▶ _Problem to work on_:
Copy out the passage on firearm laws and county homicide rates below in full, word for word.

▶ _Provided passage_:
"""

Model 3 adds that the composition of both within-state and interstate firearm laws is also important. After conditioning upon firearm law composition, firearm laws were associated with 0.5% fewer firearm homicides in within-state counties (IRR = 0.995, 95%CI: 0.992, 0.997). Recall that we reserved concealed carry laws as a reference category, so the point estimate for firearm laws is interpretable as the association for an increase of one concealed carry law. Compared with concealed carry laws, background checks were associated with the greatest benefit (IRR = 0.994, 95%CI: 0.991, 0.997), and child access prevention (IRR = 1.012; 95%CI: 1.005, 1.020) was associated with least benefit. Possession regulations were associated with the greatest benefit for counties in nearby states (IRR = 0.977; 95%CI: 0.968, 0.985).

"""

▶ _Information given_:
"""

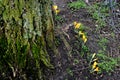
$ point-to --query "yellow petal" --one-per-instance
(55, 7)
(96, 69)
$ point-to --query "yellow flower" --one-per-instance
(55, 7)
(94, 65)
(76, 25)
(81, 33)
(96, 69)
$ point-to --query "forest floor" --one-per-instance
(69, 64)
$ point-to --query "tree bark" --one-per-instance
(28, 32)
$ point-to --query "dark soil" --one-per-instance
(69, 46)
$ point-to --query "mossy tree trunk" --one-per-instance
(26, 32)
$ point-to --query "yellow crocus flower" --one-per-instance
(96, 69)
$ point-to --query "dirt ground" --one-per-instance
(65, 67)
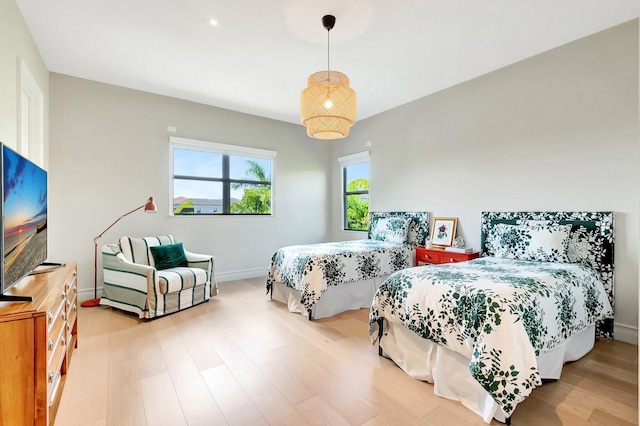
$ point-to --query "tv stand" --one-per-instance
(37, 341)
(12, 298)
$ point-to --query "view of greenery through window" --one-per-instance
(356, 196)
(206, 183)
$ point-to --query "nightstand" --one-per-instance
(439, 256)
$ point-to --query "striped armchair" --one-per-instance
(142, 276)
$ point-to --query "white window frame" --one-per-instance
(224, 149)
(346, 161)
(31, 120)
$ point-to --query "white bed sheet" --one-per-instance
(336, 299)
(449, 371)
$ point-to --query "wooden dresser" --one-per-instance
(36, 343)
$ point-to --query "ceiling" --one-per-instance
(259, 56)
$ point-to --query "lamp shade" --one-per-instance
(328, 105)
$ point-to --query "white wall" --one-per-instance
(110, 151)
(557, 132)
(16, 44)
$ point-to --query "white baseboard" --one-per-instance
(622, 332)
(625, 333)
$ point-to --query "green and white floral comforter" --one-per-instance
(499, 313)
(312, 268)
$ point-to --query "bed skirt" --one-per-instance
(449, 371)
(336, 299)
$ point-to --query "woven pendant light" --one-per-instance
(328, 105)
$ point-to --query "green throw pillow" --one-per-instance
(168, 256)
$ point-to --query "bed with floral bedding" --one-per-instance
(488, 331)
(321, 280)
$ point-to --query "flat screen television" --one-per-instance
(24, 220)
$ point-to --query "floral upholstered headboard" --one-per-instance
(591, 241)
(418, 225)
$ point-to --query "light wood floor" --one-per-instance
(243, 359)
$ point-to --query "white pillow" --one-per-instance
(391, 229)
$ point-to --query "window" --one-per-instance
(216, 179)
(355, 190)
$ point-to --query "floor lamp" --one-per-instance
(149, 207)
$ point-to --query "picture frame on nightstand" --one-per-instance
(443, 231)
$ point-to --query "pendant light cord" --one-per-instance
(328, 46)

"""

▶ _Response for this exercise_:
Model 3 adds that the composition of both within-state and interstate firearm laws is also important. After conditioning upon firearm law composition, firearm laws were associated with 0.5% fewer firearm homicides in within-state counties (IRR = 0.995, 95%CI: 0.992, 0.997). Recall that we reserved concealed carry laws as a reference category, so the point estimate for firearm laws is interpretable as the association for an increase of one concealed carry law. Compared with concealed carry laws, background checks were associated with the greatest benefit (IRR = 0.994, 95%CI: 0.991, 0.997), and child access prevention (IRR = 1.012; 95%CI: 1.005, 1.020) was associated with least benefit. Possession regulations were associated with the greatest benefit for counties in nearby states (IRR = 0.977; 95%CI: 0.968, 0.985).